キャッシュ・ストア実装を作成する場合のベスト・プラクティスを検討します。

この項には次のトピックが含まれます:

冪等性

すべての操作は、冪等になるように(つまり、望ましくない副作用なしに繰り返し処理できるように)設計する必要があります。ライトスルーおよびライトビハインド・キャッシュの場合、フェイルオーバー処理時にキャッシュ更新のデータベース部分を再試行することにより、低コストのフォルト・トレランスを提供できます。ライトビハインド・キャッシングの場合、冪等性によって、データ整合性に影響を与えずに、複数のキャッシュ更新を単一の起動にまとめることができます。

アプリケーションにライトビハインド・キャッシングの要件があっても、書込み組合せを回避する必要がある場合(たとえば、監査のため)、バージョニングされたキャッシュ・キーを作成する必要があります(たとえば、シーケンスIDを持つ通常の主キーを組み合せて)。

ライトスルーの制限

Coherenceでは、複数のキャッシュ・ストア・インスタンス間での2フェーズの操作はサポートされません。つまり、2つのキャッシュ・エントリが更新され、別々のキャッシュ・サーバーにあるキャッシュ・ストア実装へのコールがトリガーされる場合、片方のデータベース更新は成功し、もう一方は失敗する可能性があります。この場合、アプリケーション・サーバーのトランザクション・マネージャで、キャッシュアサイド・アーキテクチャ(キャッシュとデータベースを、単一トランザクション内の2つの別個のコンポーネントとして更新する)を使用することをお薦めします。多くの場合、論理コミットの失敗がないように(当然、サーバー障害が発生しないようにもする)データベース・スキーマを設計することは可能です。ライトビハインド・キャッシングでは、データベースの動作によりputが影響を受けないため、この問題は回避されます(根本的な問題は設計プロセスの初期段階で解決しておく必要があります)。

キャッシュ問合せ

キャッシュ問合せでは、キャッシュに格納されているデータのみを操作し、欠落(または欠落する可能性のある)データをロードするためにキャッシュ・ストアの実装をトリガーすることはありません。そのため、キャッシュ・ストアでバックアップされたキャッシュに問い合せるアプリケーションは、その問合せに必要なすべてのデータがあらかじめロードされていることを確認する必要があります。「キャッシュ内のデータの問合せ」を参照してください。効率性を考慮して、アプリケーションの起動時にデータ・セットをデータベースから直接キャッシュに送信して、ほとんどのバルク・ロード操作を実行しておく必要があります(NamedCache.putAll()を使用して、データのブロックをキャッシュにまとめる)。ローダー処理は、制御可能なキャッシュ・ストア・パターンを使用して、データベースにバックアップされた循環更新を無効にする必要があります。制御可能なキャッシュ・ストアの実装のサンプルを参照してください。キャッシュ・ストアを制御するには、起動サービスを使用するか(クラスタ全体にエージェントを送信して各JVMのローカル・フラグを変更します)、レプリケート・キャッシュ(別のキャッシュ・サービス)に値を設定して、すべてのキャッシュ・ストア実装のメソッド呼出しでその値を読み取ります(一般的なデータベース操作に比べて最小限のオーバーヘッドで済みます)。Coherenceのクラスタ化されたJMX機能により、カスタムMBeanも簡単に実装できます。

• [作業指示]
A) キャッシュ・ストア実装のベスト・プラクティスに関する文章によると、Coherenceで複数のキャッシュ・ストア・インスタンス間ではサポートされない操作は何か。
B) キャッシュ・ストア実装のベスト・プラクティスに関する文章を、最後の文の後から続けて書きなさい。

• [データセット項目]

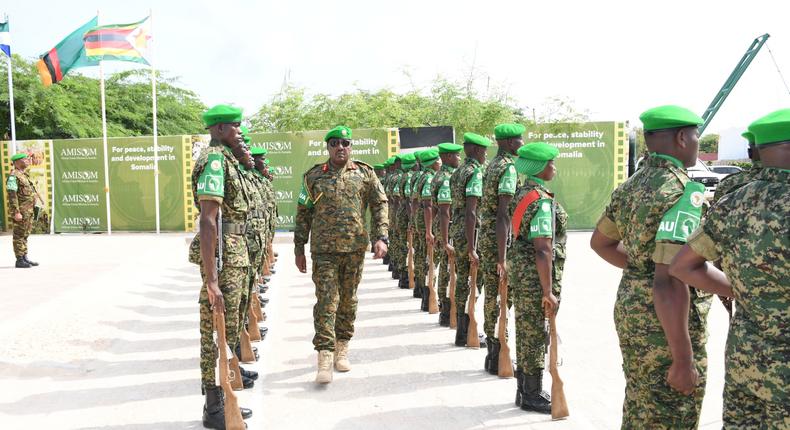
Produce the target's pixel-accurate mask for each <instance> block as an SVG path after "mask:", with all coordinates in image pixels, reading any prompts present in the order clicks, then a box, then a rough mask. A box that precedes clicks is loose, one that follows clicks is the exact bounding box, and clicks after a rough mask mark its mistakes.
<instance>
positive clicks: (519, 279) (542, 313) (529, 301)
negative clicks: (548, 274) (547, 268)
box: [508, 260, 564, 375]
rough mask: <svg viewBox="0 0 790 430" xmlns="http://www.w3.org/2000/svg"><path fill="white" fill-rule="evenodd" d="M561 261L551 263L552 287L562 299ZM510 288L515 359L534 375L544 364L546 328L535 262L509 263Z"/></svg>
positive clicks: (547, 334) (545, 362)
mask: <svg viewBox="0 0 790 430" xmlns="http://www.w3.org/2000/svg"><path fill="white" fill-rule="evenodd" d="M563 266H564V261H562V260H555V261H554V264H553V266H552V267H553V274H552V279H553V284H552V286H551V290H552V292H553V293H554V296H555V297H557V300H558V301H559V300H561V297H560V294H561V292H562V291H561V290H562V286H561V283H562V271H563V270H562V269H563ZM508 279H509V280H510V291H511V292H512V293H513V294H512V295H513V309H514V312H513V313H514V316H515V319H516V363H517V364H518V367H520V368H521V369H522V370H524V373H525V374H527V375H536V374H539V373H541V372H542V371H543V369H544V368H545V367H546V364H545V363H546V341H547V340H548V330H547V327H546V316H545V313H544V312H543V288H542V287H541V286H540V278H539V277H538V270H537V268H536V267H535V263H532V265H531V266H530V265H527V264H524V265H516V264H514V265H512V266H511V265H510V264H508Z"/></svg>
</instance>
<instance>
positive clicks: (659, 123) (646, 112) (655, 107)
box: [639, 105, 705, 131]
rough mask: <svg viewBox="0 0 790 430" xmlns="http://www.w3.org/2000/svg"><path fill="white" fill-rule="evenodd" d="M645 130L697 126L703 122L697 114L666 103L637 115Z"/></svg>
mask: <svg viewBox="0 0 790 430" xmlns="http://www.w3.org/2000/svg"><path fill="white" fill-rule="evenodd" d="M639 120H640V121H642V124H643V125H644V129H645V131H659V130H669V129H673V128H682V127H697V126H700V125H702V124H703V123H705V120H704V119H702V117H700V116H699V115H697V114H695V113H694V112H692V111H690V110H688V109H686V108H684V107H680V106H675V105H666V106H659V107H655V108H652V109H648V110H646V111H644V112H643V113H642V115H639Z"/></svg>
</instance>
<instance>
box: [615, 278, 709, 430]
mask: <svg viewBox="0 0 790 430" xmlns="http://www.w3.org/2000/svg"><path fill="white" fill-rule="evenodd" d="M652 286H653V280H652V279H644V278H641V279H640V278H637V277H635V276H633V275H629V273H628V270H627V269H626V271H624V272H623V279H622V281H621V283H620V288H619V290H618V292H617V300H616V302H615V306H614V322H615V327H616V329H617V335H618V337H619V338H620V352H621V354H622V356H623V373H624V374H625V383H626V385H625V400H624V401H623V421H622V425H621V428H623V429H646V428H649V429H696V428H697V426H698V424H699V413H700V409H701V408H702V398H703V397H704V395H705V381H706V375H707V367H708V360H707V353H706V351H705V343H706V340H707V339H706V332H705V327H706V321H707V314H708V310H709V309H710V297H708V298H707V301H706V300H700V299H699V298H697V297H696V294H695V292H694V291H695V290H692V293H691V297H692V306H691V313H690V315H689V334H690V335H691V345H692V348H693V351H694V362H695V365H696V368H697V371H698V372H699V384H698V386H697V389H696V390H695V391H694V392H693V393H692V395H690V396H685V395H683V394H680V393H678V392H677V391H675V390H673V389H672V388H670V387H669V385H668V384H667V382H666V375H667V371H668V370H669V366H670V365H671V364H672V356H671V354H670V352H669V347H668V346H667V342H666V337H665V335H664V331H663V329H662V327H661V323H660V322H659V320H658V316H657V315H656V311H655V308H654V306H653V301H652ZM695 302H696V303H697V304H696V305H695V304H694V303H695ZM706 304H707V305H706Z"/></svg>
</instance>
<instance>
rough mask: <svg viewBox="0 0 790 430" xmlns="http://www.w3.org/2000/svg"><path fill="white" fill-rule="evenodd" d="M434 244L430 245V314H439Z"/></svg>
mask: <svg viewBox="0 0 790 430" xmlns="http://www.w3.org/2000/svg"><path fill="white" fill-rule="evenodd" d="M429 228H430V227H429ZM433 251H434V249H433V243H429V244H428V294H429V296H428V313H429V314H437V313H439V300H438V298H437V296H436V295H437V292H436V286H435V285H434V284H435V283H436V279H435V278H436V272H435V270H436V269H435V266H434V262H433Z"/></svg>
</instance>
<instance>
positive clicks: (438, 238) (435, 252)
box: [431, 164, 455, 309]
mask: <svg viewBox="0 0 790 430" xmlns="http://www.w3.org/2000/svg"><path fill="white" fill-rule="evenodd" d="M453 171H455V168H453V167H451V166H449V165H447V164H442V168H441V169H439V171H438V172H436V174H435V175H434V176H433V180H431V201H432V202H433V205H434V207H436V208H437V210H436V215H435V216H434V217H433V227H432V228H433V234H434V235H436V238H437V243H438V245H437V246H436V248H435V249H434V255H433V257H434V260H433V261H434V264H436V265H437V267H438V269H437V270H438V271H437V272H436V273H438V276H437V278H438V282H439V284H438V285H437V287H436V295H437V296H438V297H439V300H440V304H439V306H440V307H441V309H445V308H447V309H449V308H450V298H449V297H448V294H447V293H448V291H447V289H448V286H449V284H450V271H449V270H448V267H449V261H448V259H447V252H446V251H445V250H444V244H445V243H446V242H447V241H446V240H445V238H444V237H442V229H441V225H440V224H439V210H438V207H439V203H442V204H449V203H452V200H451V197H450V176H451V175H452V174H453Z"/></svg>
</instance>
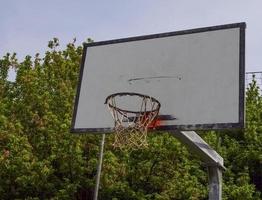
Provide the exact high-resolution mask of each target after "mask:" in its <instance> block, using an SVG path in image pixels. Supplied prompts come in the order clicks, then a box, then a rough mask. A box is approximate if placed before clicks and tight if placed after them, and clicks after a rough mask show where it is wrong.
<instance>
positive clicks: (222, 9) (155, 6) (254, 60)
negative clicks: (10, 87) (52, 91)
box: [0, 0, 262, 71]
mask: <svg viewBox="0 0 262 200" xmlns="http://www.w3.org/2000/svg"><path fill="white" fill-rule="evenodd" d="M0 2H1V4H0V5H1V6H0V36H1V37H0V56H1V57H2V56H3V55H4V54H5V53H7V52H16V53H17V54H18V57H19V58H20V59H23V57H24V56H26V55H32V56H34V55H35V54H36V53H37V52H39V53H41V55H43V53H44V52H45V51H46V50H47V43H48V41H49V40H51V39H52V38H53V37H57V38H59V40H60V43H61V44H62V46H64V45H65V44H66V43H68V42H71V41H73V38H77V43H78V44H81V43H82V42H84V41H85V40H86V39H87V38H92V39H93V40H95V41H101V40H110V39H116V38H123V37H130V36H138V35H145V34H154V33H162V32H169V31H179V30H184V29H192V28H199V27H206V26H213V25H221V24H228V23H236V22H246V23H247V34H246V71H261V70H262V60H261V57H262V55H261V48H262V22H261V20H262V1H261V0H251V1H247V0H197V1H195V0H190V1H189V0H93V1H92V0H75V1H73V0H42V1H36V0H0Z"/></svg>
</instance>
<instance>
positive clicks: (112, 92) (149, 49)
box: [71, 23, 245, 133]
mask: <svg viewBox="0 0 262 200" xmlns="http://www.w3.org/2000/svg"><path fill="white" fill-rule="evenodd" d="M244 65H245V23H237V24H229V25H221V26H214V27H206V28H199V29H192V30H186V31H178V32H169V33H161V34H155V35H147V36H140V37H133V38H126V39H118V40H110V41H103V42H94V43H88V44H84V51H83V58H82V64H81V69H80V75H79V84H78V89H77V94H76V99H75V107H74V113H73V119H72V127H71V131H72V132H101V133H103V132H110V131H112V129H113V126H114V121H113V119H112V117H111V114H110V113H109V111H108V109H107V106H106V105H105V104H104V102H105V99H106V97H107V96H109V95H111V94H113V93H118V92H134V93H140V94H145V95H149V96H152V97H154V98H155V99H157V100H158V101H159V102H160V103H161V108H160V115H162V116H173V117H174V118H173V119H169V120H163V121H162V122H161V125H160V126H159V127H157V129H158V130H202V129H228V128H242V127H243V126H244V92H245V82H244V81H245V79H244V77H245V76H244V75H245V66H244ZM126 101H128V99H127V100H126ZM127 103H128V104H129V105H131V107H133V109H136V108H135V107H136V106H137V107H139V105H135V104H134V103H133V104H134V105H133V104H132V101H131V102H127Z"/></svg>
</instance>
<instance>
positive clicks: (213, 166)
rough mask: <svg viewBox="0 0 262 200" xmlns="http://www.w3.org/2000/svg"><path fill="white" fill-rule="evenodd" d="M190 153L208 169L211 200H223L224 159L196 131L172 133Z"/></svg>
mask: <svg viewBox="0 0 262 200" xmlns="http://www.w3.org/2000/svg"><path fill="white" fill-rule="evenodd" d="M172 133H173V136H174V137H176V138H177V139H178V140H180V142H182V143H183V144H184V145H186V146H187V147H188V149H189V151H190V152H192V153H194V154H196V155H198V156H199V157H200V159H201V160H202V161H203V162H204V163H205V165H206V166H207V169H208V185H209V198H208V199H209V200H222V170H223V169H225V168H224V165H223V158H222V157H221V156H220V155H219V154H218V153H217V152H216V151H215V150H214V149H212V148H211V147H210V146H209V145H208V144H207V143H206V142H205V141H204V140H203V139H202V138H201V137H200V136H199V135H198V134H197V133H196V132H195V131H177V132H172Z"/></svg>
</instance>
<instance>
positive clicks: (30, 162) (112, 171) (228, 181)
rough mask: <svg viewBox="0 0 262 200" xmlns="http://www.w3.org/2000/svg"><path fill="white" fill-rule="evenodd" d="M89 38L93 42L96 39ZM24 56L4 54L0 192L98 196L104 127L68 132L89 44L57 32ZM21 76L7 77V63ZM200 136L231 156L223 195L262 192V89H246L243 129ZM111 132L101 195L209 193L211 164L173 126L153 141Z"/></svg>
mask: <svg viewBox="0 0 262 200" xmlns="http://www.w3.org/2000/svg"><path fill="white" fill-rule="evenodd" d="M88 42H91V40H89V41H88ZM48 47H49V51H47V52H46V53H45V56H44V58H40V57H39V55H38V54H36V55H35V57H34V58H32V57H30V56H27V57H26V58H25V59H24V61H22V62H18V61H17V59H16V55H15V54H13V55H11V54H6V55H5V56H4V57H3V58H2V59H0V199H3V200H4V199H92V193H93V188H94V184H95V174H96V166H97V158H98V156H97V155H98V150H99V140H100V137H101V136H99V135H73V134H71V133H70V132H69V129H70V123H71V117H72V108H73V101H74V96H75V91H76V85H77V79H78V72H79V63H80V59H81V54H82V47H78V46H76V45H75V43H74V42H73V43H69V44H68V45H67V47H66V48H65V49H64V50H57V49H58V48H59V43H58V39H56V38H55V39H53V40H52V41H50V42H49V44H48ZM10 68H14V69H15V70H16V74H17V77H16V80H15V81H14V82H10V81H8V70H9V69H10ZM201 136H202V137H203V138H204V139H205V140H206V141H207V142H208V143H209V144H210V145H211V146H212V147H213V148H214V149H216V150H217V152H218V153H219V154H220V155H221V156H222V157H223V158H224V161H225V166H226V168H227V169H226V170H225V171H224V174H223V177H224V178H223V181H224V184H223V199H230V200H231V199H232V200H233V199H237V200H242V199H243V200H249V199H250V200H251V199H261V198H262V195H261V190H262V97H261V94H260V93H259V88H258V87H257V85H256V82H255V81H253V82H252V83H251V84H250V85H249V88H248V90H247V97H246V128H245V130H243V131H237V132H236V131H235V132H232V131H225V132H204V133H201ZM112 139H113V138H112V136H110V135H108V136H107V138H106V146H105V155H104V163H103V171H102V177H101V187H100V193H99V197H100V199H115V200H116V199H125V200H128V199H130V200H131V199H132V200H135V199H139V200H140V199H159V200H160V199H161V200H164V199H165V200H166V199H180V200H185V199H192V200H193V199H194V200H196V199H207V196H208V191H207V183H208V181H207V174H206V168H205V166H204V165H203V163H201V161H200V160H199V158H197V157H195V156H194V155H192V154H191V153H190V152H189V151H188V150H187V149H186V148H185V147H184V146H183V145H182V144H181V143H180V142H178V141H177V140H176V139H175V138H174V137H173V136H171V135H169V134H168V133H154V134H150V136H149V144H150V145H149V148H146V149H143V150H136V151H132V152H121V151H117V150H114V149H113V148H112V146H111V144H112Z"/></svg>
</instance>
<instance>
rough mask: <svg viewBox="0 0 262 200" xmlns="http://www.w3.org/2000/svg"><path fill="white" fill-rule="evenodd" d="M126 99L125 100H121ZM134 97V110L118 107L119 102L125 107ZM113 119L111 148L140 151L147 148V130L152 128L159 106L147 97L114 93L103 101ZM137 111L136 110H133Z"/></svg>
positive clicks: (149, 96)
mask: <svg viewBox="0 0 262 200" xmlns="http://www.w3.org/2000/svg"><path fill="white" fill-rule="evenodd" d="M123 97H127V98H123ZM131 97H135V98H136V100H137V101H135V103H134V104H135V108H133V107H132V109H129V108H125V109H124V108H123V107H120V106H121V105H120V102H122V104H124V105H126V104H127V102H125V100H126V101H129V102H130V100H131V101H132V99H130V98H131ZM105 104H107V106H108V109H109V111H110V113H111V115H112V117H113V119H114V123H115V124H114V132H115V141H114V143H113V146H114V147H115V148H120V149H124V148H125V149H140V148H144V147H147V146H148V143H147V132H148V128H149V127H150V128H152V127H153V128H154V127H155V125H154V122H155V119H156V117H157V116H158V113H159V110H160V107H161V104H160V102H159V101H158V100H156V99H155V98H153V97H150V96H148V95H144V94H139V93H130V92H121V93H115V94H112V95H110V96H108V97H107V98H106V100H105ZM135 109H137V110H135Z"/></svg>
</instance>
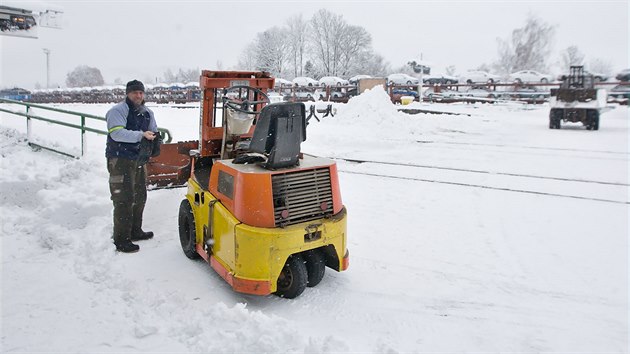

• [解答]
A) 2フェーズの操作。

B)
リエントラント・コール

キャッシュ・ストアの実装では、ホスティングしているキャッシュ・サービスをコールバックしないでください。これには、内部的にCoherenceキャッシュ・サービスを参照するORMソリューションも含まれます。別のキャッシュ・サービス・インスタンスをコールすることも可能ですが、深くネストされたコールは避けるように注意する必要があります。コールのそれぞれがキャッシュ・サービス・スレッドを消費するため、キャッシュ・サービス・スレッド・プールを使用し尽くすと、デッドロックが発生する可能性があります。

キャッシュ・サーバー・クラスパス

キャッシュ・エントリのクラス(値オブジェクト、データ転送オブジェクトとも呼ばれる)は、キャッシュ・サーバー・クラスパスに置く必要があります(キャッシュ・サーバーは、キャッシュ・エントリをシリアライズ/デシリアライズしてキャッシュ・ストアと相互作用する必要があるため)。

CacheStoreのコレクション操作

キャッシュがライトビハインドとして構成され、<write-batch-factor>が構成されている場合に使用される可能性が最も高いのは、CacheStore.storeAllメソッドです。Coherenceでは、CacheLoader.loadAllメソッドも使用されます。同様の理由により、その最初の使用にはリフレッシュアヘッドを有効にする必要がある場合があります。

接続プール

データベース接続は、コンテナ接続プール(またはサード・パーティの接続プール)から取得するか、スレッドローカルの遅延初期化パターンを使用して取得する必要があります。専用キャッシュ・サーバーは、多くの場合、管理コンテナなしでデプロイされるため、後者が最も魅力的な選択になります。ただし、過度な同時データベース接続を回避するように、キャッシュ・サービスのスレッド・プール・サイズは制限する必要があります。